[Items from a data source]

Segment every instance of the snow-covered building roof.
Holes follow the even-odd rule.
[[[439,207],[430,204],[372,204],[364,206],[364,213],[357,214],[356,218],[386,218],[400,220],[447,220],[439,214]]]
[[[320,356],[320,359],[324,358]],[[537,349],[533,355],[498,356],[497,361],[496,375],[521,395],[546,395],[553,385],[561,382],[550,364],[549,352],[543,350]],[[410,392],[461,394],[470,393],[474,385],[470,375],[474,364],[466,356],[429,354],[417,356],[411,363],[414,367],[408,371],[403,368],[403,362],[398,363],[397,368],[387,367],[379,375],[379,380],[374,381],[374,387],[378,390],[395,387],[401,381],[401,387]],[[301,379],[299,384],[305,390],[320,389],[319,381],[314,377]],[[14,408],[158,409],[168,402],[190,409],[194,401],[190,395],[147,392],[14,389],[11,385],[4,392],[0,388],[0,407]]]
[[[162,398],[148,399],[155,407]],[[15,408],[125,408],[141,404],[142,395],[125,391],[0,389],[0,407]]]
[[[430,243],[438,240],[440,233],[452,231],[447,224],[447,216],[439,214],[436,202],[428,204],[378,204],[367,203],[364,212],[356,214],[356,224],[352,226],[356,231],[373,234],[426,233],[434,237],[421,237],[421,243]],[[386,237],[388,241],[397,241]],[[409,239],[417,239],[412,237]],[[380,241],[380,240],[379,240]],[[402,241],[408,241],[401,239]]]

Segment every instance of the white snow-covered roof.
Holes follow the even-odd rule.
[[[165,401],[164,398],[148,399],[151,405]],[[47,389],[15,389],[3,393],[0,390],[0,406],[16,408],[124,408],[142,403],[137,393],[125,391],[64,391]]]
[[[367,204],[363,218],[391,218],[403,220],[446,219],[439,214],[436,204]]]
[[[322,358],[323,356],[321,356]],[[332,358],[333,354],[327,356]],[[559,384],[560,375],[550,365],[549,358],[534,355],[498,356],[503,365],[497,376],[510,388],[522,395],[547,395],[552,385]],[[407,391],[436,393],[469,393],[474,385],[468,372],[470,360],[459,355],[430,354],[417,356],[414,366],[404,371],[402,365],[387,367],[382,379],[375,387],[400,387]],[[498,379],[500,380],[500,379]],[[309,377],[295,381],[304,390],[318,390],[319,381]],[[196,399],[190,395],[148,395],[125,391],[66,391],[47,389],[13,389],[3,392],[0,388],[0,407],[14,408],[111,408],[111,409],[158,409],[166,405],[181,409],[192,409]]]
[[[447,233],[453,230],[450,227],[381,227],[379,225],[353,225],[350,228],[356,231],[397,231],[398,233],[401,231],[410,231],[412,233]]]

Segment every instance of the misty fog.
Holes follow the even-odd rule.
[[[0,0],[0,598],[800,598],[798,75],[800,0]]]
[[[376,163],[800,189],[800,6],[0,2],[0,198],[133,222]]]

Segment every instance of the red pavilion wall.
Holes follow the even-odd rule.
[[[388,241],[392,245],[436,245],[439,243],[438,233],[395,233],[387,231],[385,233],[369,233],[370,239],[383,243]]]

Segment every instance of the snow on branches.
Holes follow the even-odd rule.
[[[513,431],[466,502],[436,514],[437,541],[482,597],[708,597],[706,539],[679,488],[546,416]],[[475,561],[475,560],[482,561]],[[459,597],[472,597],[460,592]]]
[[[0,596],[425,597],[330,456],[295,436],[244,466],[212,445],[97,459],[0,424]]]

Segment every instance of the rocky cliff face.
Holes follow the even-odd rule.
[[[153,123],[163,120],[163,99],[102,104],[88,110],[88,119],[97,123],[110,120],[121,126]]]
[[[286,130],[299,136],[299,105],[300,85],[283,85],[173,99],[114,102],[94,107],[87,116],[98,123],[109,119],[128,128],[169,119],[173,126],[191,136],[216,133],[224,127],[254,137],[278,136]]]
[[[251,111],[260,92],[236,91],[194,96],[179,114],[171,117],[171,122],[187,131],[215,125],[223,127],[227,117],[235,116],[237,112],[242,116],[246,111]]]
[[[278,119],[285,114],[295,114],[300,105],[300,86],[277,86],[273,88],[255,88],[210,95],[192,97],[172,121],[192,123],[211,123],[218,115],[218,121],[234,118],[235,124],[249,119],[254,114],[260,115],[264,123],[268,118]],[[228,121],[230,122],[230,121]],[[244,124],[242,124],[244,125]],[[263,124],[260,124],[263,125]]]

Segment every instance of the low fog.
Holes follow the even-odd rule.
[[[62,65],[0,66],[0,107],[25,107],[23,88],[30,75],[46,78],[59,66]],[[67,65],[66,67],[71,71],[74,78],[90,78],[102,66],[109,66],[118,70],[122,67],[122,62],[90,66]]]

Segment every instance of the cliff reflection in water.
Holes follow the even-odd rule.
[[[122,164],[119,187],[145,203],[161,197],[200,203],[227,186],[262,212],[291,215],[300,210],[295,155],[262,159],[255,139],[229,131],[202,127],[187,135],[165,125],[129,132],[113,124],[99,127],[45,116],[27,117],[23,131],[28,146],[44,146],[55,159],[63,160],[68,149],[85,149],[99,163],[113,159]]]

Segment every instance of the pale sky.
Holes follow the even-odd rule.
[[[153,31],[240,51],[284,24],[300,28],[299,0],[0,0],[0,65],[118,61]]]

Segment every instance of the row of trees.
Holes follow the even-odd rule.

__What to work on__
Reproduce each line from the data that has "snow" in it.

__Output below__
Segment every instance of the snow-covered building roof.
Segment every instance of the white snow-covered roof.
Segment every instance of the snow on branches.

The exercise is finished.